• GOAL A:
Please restate every line of the pointing dataset records below exactly, leaving out the pictures.

• DOCUMENT EXTRACT:
%%

Guadalajara -
Two agents of Guatemala's National Civil Police force (PNC) were ambushed and killed Wednesday by gunmen who authorities say were Mexican drug traffickers. A third officer was gravely wounded.
The PNC unit was on routine patrol in Huehuetenango department, near the border with the Mexican state of Chiapas, when it encountered a convoy of vehicles traveling down the Inter-American highway. Guatemala is divided into 22 regional departments, which are smaller than U.S. states but larger than most of its counties. The area is directly south of the Yucatán peninsula (map below).
Police say the number and type of vehicles driven by the heavily armed men, together with the caliber of weapons they used in the assault, leaves no doubt as to the nature of their business. Cartel operatives are thick in the region.
The attack was further evidence that Mexico's drug war is shifting southward into Central America, as traffickers and criminal gangs flee relentless pressure from Mexican armed forces. Today marks the beginning of the 75th month of the conflict, launched Dec. 11, 2006 by former president Calderón.
Wednesday's ambush occurred very close to an area where Guatemalan authorities reported the possible death of Sinaloa Cartel boss El Chapo Guzmán last week. The reports proved to be based on unfounded rumor. Enrique Peña Nieto: "I'm not able to confirm the death of El Chapo Guzmán".

%%

(Records from a pointing dataset)
%%

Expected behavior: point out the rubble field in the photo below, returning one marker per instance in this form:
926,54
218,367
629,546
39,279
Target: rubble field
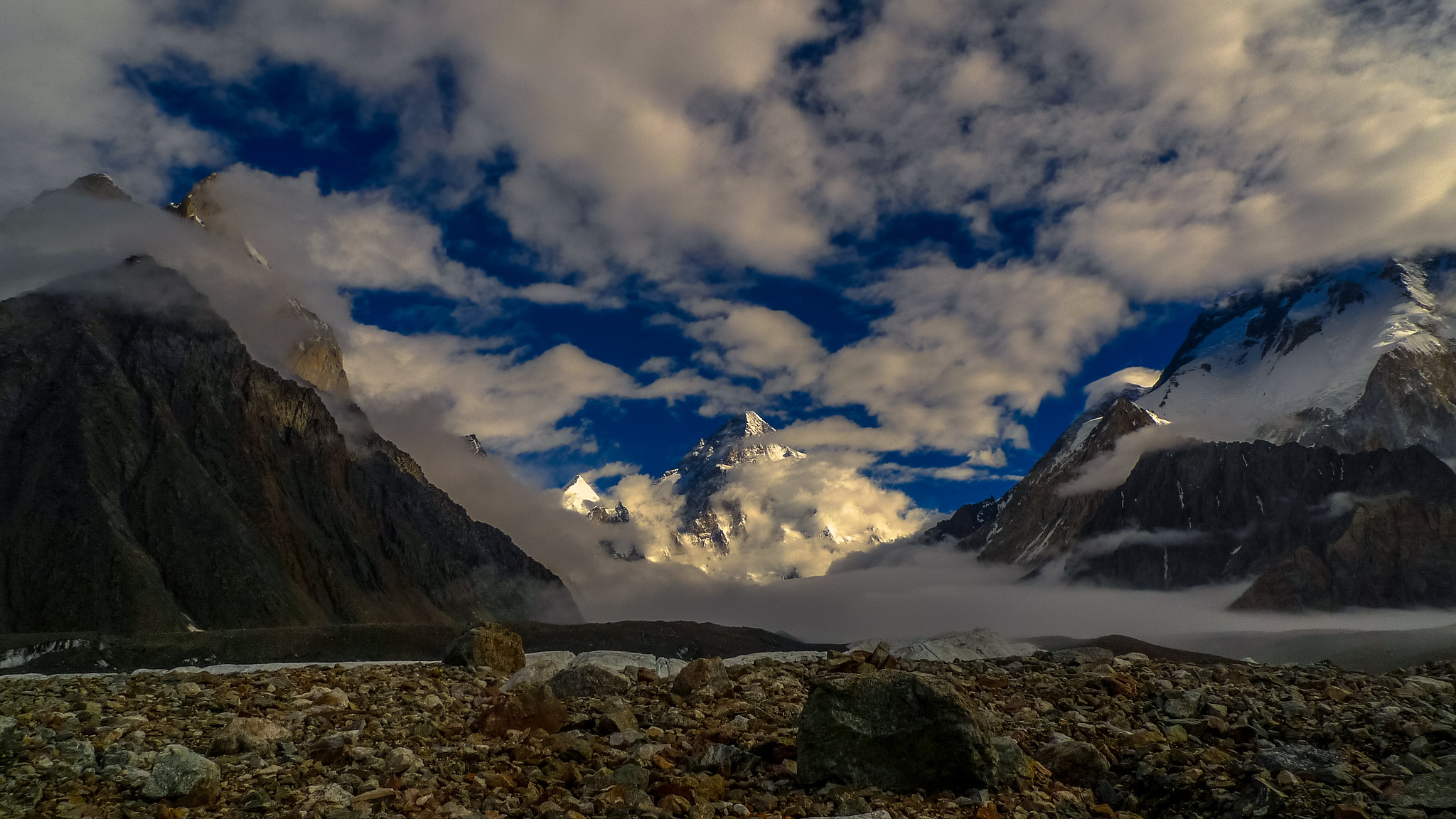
1097,735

%%

• GOAL B:
Carry on the report on the Guatemala police ambush from where it stops.

• FINAL RESULT A:
Expected behavior: point out the rubble field in the photo below, returning one marker per instance in this form:
926,54
218,367
629,546
39,279
Target: rubble field
1097,735

• FINAL RESULT B:
Guatemalan president Otto Pérez Molina and the country's ambassador to Mexico, Fernando Díaz-Duran, have expressed serious concern about security in their country, especially along its border with Mexico, where criminal elements operate at will. Neighboring Honduras faces the same problem. Guatemalan ambassador warns of growing Los Zeta drug cartel presence in his country.
Last September the United Nations Office on Drugs and Crime (UNODC) reported that the Mexican drug caretel Los Zetas is the "dominant force" in Central America, and has a foothold in Belize.
Guatemala's National Civil Police force is a highly trained paramilitary contingent which focuses on providing security in remote rural regions. Mexico's new president, Enrique Peña Nieto, is committed to creating a very similar force in this country. The national gendarmerie, as it's called, will eventually have 40,000 agents. In December Peña Nieto asked Mexico's House of Deputies to appropriate $116 million dollars for preliminary funding of the gendarmerie. It will begin operations with 10,000 officers.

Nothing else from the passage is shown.